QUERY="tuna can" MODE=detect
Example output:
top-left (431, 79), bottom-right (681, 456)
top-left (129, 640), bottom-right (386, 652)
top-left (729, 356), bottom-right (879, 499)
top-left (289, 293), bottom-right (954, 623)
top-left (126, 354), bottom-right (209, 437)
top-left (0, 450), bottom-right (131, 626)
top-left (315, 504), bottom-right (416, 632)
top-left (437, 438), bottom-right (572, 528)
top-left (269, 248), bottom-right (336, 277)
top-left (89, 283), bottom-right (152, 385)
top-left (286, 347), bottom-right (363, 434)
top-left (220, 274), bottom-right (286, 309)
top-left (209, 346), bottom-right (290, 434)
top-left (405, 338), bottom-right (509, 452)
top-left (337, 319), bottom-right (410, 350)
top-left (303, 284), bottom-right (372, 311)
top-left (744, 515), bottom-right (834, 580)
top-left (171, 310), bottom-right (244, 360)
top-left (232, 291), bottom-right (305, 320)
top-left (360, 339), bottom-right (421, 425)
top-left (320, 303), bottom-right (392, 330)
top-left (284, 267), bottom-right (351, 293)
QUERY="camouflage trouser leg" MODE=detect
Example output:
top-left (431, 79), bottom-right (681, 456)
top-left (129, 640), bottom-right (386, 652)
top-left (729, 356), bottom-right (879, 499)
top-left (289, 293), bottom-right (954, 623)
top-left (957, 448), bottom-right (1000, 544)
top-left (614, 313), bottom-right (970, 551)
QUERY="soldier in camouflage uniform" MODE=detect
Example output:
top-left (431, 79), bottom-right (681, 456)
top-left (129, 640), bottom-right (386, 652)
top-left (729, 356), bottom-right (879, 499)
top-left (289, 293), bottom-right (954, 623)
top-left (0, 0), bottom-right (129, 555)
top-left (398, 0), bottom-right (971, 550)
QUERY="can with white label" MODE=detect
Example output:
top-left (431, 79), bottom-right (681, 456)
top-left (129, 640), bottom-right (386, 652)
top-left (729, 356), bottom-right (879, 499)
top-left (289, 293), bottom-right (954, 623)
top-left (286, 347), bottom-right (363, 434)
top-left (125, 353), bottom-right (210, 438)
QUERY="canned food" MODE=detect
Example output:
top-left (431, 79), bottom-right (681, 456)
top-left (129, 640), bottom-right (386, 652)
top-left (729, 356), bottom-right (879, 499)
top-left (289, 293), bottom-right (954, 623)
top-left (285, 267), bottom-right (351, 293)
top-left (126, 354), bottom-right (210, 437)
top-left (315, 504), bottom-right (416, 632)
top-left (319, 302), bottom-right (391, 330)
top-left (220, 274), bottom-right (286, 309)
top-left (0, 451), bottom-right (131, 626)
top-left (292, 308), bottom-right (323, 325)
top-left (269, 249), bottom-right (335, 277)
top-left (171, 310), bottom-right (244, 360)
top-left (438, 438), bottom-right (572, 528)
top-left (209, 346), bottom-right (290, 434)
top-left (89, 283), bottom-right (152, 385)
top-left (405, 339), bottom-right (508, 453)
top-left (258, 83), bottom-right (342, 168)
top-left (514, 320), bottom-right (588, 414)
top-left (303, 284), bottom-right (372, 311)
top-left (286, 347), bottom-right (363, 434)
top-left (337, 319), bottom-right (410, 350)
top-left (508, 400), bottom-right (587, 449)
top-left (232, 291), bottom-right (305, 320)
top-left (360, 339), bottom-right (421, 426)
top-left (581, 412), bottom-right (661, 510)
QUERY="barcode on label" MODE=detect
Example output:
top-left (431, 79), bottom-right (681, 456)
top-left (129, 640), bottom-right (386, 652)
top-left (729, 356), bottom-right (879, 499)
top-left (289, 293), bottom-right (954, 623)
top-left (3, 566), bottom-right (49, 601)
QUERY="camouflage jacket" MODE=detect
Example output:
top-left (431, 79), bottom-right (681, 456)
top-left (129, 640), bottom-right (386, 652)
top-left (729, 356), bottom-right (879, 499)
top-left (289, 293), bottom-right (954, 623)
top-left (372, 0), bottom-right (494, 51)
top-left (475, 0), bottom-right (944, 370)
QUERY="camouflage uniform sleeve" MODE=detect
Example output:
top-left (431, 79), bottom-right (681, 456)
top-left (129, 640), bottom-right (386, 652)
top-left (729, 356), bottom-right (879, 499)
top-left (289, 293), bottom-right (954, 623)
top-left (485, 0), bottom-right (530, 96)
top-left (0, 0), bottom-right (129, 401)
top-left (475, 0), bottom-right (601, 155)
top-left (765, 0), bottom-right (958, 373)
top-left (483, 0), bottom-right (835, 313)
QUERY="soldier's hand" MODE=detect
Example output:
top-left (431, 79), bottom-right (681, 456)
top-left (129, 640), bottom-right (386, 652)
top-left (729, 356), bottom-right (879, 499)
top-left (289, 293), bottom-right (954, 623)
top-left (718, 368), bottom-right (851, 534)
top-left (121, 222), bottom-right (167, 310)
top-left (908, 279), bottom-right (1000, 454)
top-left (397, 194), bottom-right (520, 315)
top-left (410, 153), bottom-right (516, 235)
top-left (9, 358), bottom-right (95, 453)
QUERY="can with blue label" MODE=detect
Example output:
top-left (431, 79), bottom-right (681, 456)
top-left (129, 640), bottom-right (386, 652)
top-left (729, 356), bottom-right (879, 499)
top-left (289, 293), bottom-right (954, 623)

_EXERCISE PROMPT_
The expected answer is a copy of each line in the listing above that contains "label".

_RESULT BELOW_
QUERY="can with white label" MODE=detect
QUERY="barcode on label" MODE=detect
QUERY="can with blue label" MODE=detect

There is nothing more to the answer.